Eagle in the Sky is a novel by Wilbur Smith, published in 1974.

The book sold 600,000 copies in the first six months.[1]

Plot[edit]

A 14-year-old David Morgan, handsome and academically gifted heir to a South African business empire and fortune, learns to fly with Barney Venter, a gruff but experienced ex-airline pilot. He realises that David is 'bird' - blessed with a natural flying ability. David learns quickly and soon gains his pilot's licence. After school, he opts to join the South African Air Force instead of going to university and business school.

He impresses his commanding officer, the crusty Colonel Rastus Naude, who is disappointed when David decides not to accept a longer service contract and instead tries to seek out what he's meant to do. He travels widely in Europe. In Spain, he meets Debra Mordechai, an attractive young Israeli writer and university lecturer, who's traveling with her brother Joe and his fiancee Hannah. Debra rebuffs David's advances and they part on bitter terms.

David is drawn to Jerusalem to find her, and meets 'The Brig', her father, General Mordechai, a plain-spoken pilot in the IDF and a senior staff officer. Learning that David has much experience on flying Mirage jets, he satisfies himself of David's skills and then offers him a commission in the IDF. He accepts and is granted Israeli citizenship. He is plunged into Israel's struggle for survival.

David's memories of his own (Jewish) mother and his growing passion for Debra make his involvement with this new country's cause inescapable. He and Debra set up house together. But at Joe and Hannah's wedding, a terrorist attack kills Hannah and Debra is left blind. In her grief, she rebuffs David, who only finds solace in the skies.

He and Joe get into a dogfight with Russian-trained Syrian fighters. Joe's plane is shot down and David, low on fuel and on the wrong side of the border, is forced to ditch. His jet catches fire and he is badly burned.

A year later, after much plastic surgery and no longer the handsome man he was, David is forced to resign his commission on pain of a court-martial. He is now an outcast, as he had brought Israel to the brink of open war. He desperately seeks out Debra, and she is now willing to accept him back, not knowing what he now looks like.

- **The data**
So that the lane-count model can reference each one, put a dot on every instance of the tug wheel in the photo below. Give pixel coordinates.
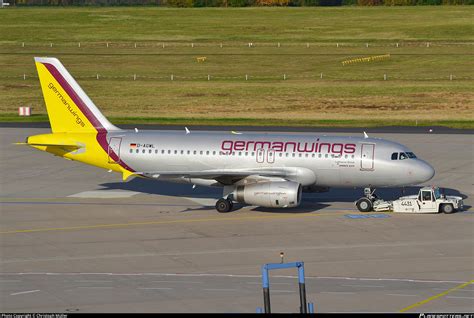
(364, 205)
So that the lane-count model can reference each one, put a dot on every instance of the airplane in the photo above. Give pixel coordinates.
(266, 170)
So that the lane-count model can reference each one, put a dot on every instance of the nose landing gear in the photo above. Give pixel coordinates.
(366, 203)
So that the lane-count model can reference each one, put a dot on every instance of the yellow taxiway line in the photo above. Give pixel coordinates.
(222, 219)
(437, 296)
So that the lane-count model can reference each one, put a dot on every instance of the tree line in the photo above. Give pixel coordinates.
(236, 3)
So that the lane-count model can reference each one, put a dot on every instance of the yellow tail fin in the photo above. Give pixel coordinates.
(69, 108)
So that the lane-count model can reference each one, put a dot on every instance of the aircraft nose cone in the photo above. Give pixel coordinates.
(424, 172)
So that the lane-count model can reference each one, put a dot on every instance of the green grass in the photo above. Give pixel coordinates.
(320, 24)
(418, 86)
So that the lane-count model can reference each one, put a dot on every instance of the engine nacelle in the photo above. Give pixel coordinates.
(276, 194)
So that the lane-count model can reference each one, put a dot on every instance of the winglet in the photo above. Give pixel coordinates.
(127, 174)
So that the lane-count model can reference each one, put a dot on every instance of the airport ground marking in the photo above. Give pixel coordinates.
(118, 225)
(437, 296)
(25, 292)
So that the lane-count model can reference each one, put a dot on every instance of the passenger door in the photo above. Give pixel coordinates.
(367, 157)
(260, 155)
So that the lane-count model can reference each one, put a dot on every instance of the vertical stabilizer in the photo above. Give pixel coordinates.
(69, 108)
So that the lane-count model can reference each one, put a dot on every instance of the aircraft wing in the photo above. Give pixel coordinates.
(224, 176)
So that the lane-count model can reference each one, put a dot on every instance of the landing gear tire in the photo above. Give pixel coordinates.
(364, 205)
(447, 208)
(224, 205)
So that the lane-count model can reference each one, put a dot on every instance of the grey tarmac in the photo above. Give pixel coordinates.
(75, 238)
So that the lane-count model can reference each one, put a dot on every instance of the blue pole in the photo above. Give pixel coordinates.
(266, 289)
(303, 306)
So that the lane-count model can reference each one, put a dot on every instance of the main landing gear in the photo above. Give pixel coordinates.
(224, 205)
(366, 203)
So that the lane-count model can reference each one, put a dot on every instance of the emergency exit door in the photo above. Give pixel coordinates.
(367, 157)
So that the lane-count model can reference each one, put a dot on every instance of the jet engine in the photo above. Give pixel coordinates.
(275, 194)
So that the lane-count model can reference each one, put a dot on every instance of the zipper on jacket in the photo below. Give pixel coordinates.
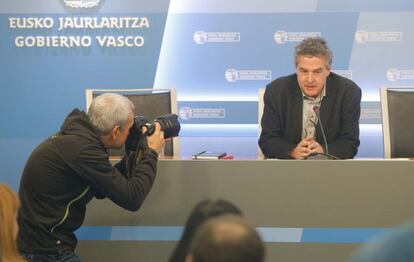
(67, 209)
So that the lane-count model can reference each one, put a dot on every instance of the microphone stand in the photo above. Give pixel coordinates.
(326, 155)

* * *

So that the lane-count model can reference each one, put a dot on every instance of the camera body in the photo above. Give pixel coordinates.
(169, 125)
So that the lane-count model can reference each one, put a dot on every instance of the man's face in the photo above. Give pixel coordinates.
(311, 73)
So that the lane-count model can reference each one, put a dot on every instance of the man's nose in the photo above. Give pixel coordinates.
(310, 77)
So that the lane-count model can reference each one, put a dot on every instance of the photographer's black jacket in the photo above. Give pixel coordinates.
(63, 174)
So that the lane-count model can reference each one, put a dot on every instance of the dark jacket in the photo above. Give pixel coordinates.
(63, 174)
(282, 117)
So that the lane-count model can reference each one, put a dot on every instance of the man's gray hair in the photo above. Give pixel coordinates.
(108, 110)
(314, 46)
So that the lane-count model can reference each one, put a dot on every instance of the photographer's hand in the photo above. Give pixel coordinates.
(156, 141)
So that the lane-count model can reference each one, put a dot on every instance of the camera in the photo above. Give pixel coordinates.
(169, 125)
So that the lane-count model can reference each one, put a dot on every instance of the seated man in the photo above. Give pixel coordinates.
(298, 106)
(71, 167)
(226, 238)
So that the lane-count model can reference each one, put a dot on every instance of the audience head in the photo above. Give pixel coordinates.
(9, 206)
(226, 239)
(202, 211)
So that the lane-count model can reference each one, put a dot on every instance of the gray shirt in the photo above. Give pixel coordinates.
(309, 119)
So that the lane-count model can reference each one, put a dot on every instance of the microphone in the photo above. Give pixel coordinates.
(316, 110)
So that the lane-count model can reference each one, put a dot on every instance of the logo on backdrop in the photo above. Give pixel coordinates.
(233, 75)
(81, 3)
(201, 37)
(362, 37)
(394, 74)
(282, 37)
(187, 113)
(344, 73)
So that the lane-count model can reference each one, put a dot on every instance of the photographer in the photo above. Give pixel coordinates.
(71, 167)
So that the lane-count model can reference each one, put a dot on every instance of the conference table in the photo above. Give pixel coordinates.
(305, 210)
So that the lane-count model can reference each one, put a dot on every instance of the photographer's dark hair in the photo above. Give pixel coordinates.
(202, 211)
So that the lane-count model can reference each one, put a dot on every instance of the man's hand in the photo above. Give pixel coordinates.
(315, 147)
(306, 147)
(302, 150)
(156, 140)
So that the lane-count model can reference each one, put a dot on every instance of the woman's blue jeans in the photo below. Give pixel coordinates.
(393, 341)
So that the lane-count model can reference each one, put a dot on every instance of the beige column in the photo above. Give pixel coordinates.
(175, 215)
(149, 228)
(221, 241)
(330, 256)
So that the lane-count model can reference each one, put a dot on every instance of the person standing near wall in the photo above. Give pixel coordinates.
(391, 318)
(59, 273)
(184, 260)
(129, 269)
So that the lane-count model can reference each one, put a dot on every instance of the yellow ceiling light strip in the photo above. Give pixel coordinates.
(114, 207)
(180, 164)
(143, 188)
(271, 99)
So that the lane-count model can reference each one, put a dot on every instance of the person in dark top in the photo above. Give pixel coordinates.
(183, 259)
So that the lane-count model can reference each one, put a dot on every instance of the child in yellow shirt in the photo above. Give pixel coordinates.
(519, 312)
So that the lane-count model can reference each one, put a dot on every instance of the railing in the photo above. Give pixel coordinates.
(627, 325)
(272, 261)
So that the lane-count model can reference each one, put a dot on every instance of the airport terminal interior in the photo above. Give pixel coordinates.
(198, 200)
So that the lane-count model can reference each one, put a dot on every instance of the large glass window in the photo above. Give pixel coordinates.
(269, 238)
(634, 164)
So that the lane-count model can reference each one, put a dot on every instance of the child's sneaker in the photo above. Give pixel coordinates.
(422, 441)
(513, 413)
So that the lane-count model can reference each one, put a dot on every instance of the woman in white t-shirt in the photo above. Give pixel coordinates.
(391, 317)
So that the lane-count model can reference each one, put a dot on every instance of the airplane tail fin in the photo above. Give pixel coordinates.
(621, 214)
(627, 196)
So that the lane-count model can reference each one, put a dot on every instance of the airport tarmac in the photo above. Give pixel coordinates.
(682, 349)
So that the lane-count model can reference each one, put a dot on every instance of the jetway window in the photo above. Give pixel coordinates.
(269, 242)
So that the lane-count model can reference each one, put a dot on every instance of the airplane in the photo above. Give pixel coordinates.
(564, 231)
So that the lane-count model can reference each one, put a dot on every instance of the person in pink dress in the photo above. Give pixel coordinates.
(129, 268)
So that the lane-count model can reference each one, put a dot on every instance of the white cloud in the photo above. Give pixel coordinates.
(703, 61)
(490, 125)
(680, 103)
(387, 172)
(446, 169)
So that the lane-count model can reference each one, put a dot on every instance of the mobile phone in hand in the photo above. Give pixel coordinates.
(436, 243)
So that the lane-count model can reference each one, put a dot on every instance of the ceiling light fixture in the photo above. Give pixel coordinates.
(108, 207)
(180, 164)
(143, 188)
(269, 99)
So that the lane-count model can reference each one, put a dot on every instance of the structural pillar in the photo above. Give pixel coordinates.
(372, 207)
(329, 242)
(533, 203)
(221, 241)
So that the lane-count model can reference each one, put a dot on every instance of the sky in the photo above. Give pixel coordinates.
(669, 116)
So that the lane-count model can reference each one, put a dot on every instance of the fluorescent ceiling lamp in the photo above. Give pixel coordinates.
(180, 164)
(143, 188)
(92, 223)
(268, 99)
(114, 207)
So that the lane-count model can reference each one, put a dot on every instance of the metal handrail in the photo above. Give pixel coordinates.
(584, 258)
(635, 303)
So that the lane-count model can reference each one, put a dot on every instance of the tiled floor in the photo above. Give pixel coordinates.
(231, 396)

* * *

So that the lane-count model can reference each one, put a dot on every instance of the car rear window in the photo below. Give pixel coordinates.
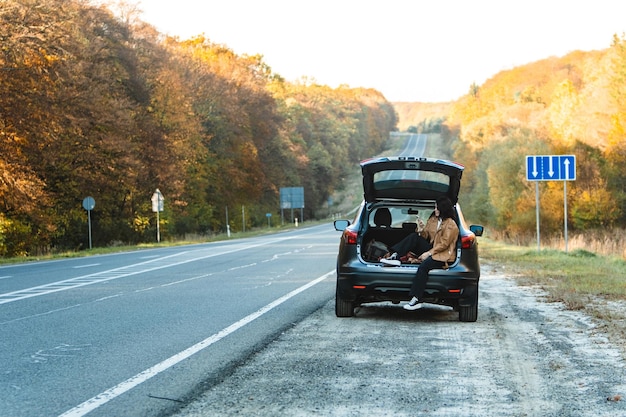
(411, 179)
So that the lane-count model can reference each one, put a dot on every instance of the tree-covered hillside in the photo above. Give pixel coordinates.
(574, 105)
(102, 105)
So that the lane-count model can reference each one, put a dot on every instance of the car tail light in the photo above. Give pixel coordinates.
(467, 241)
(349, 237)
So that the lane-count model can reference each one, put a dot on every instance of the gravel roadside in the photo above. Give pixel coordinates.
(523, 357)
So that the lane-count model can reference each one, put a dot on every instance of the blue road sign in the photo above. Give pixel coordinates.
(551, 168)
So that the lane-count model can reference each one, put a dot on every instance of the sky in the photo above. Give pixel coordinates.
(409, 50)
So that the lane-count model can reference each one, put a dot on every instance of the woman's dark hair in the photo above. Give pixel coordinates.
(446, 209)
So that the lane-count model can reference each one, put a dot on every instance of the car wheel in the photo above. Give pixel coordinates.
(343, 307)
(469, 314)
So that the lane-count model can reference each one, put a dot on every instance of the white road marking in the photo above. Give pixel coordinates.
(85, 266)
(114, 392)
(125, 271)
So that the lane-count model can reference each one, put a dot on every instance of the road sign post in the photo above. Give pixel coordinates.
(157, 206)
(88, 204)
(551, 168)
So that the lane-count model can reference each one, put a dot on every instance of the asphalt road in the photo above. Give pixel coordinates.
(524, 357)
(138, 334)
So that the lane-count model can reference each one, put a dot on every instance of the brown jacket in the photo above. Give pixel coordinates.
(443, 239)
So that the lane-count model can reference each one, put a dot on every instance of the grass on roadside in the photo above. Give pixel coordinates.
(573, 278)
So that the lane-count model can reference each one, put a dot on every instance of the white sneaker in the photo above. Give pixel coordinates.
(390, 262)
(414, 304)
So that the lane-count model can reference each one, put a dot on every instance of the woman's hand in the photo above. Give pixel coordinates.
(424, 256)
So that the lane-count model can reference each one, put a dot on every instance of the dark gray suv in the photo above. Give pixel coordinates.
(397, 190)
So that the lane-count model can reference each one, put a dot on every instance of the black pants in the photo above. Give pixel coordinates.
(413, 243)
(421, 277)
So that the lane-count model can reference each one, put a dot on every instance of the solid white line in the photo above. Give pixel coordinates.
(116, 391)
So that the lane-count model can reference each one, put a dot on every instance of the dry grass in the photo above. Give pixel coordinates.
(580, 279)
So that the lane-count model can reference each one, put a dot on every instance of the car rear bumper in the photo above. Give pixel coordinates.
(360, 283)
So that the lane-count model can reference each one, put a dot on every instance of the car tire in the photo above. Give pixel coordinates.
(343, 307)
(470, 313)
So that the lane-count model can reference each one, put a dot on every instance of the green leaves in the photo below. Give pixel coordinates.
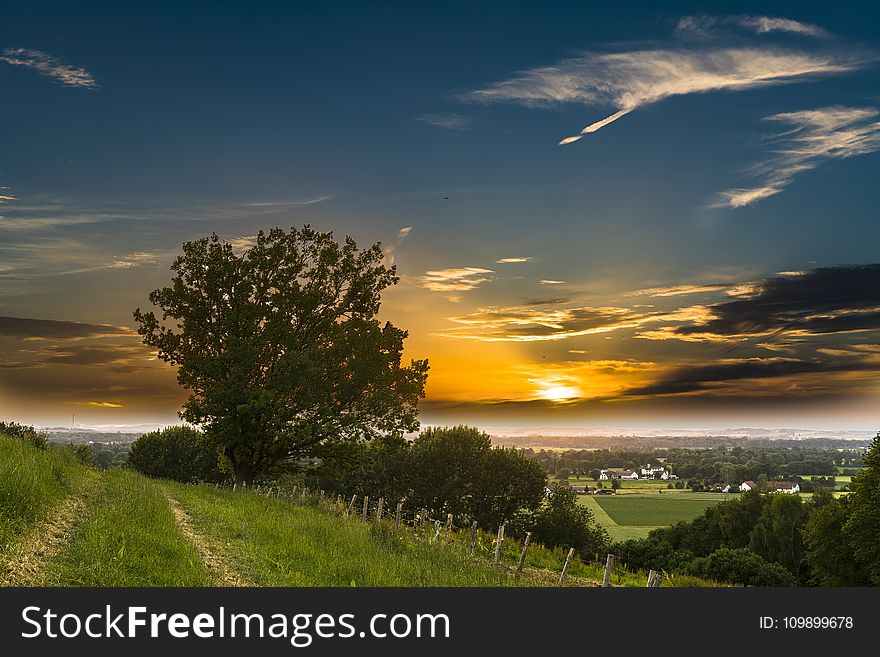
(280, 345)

- **Directions**
a) From the excerpt on Eagle in the Sky, list every character the plot summary names, giving each person once.
b) Answer these from the excerpt on Eagle in the Sky:
(i) How many copies did the book sell in its first six months?
(ii) Who teaches the 14-year-old David to fly?
(iii) In which country does David first meet Debra?

- **Answers to the problems**
a)
David Morgan
Barney Venter
Colonel Rastus Naude
Debra Mordechai
Joe
Hannah
General Mordechai ("The Brig")

b)
(i) 600,000
(ii) Barney Venter
(iii) Spain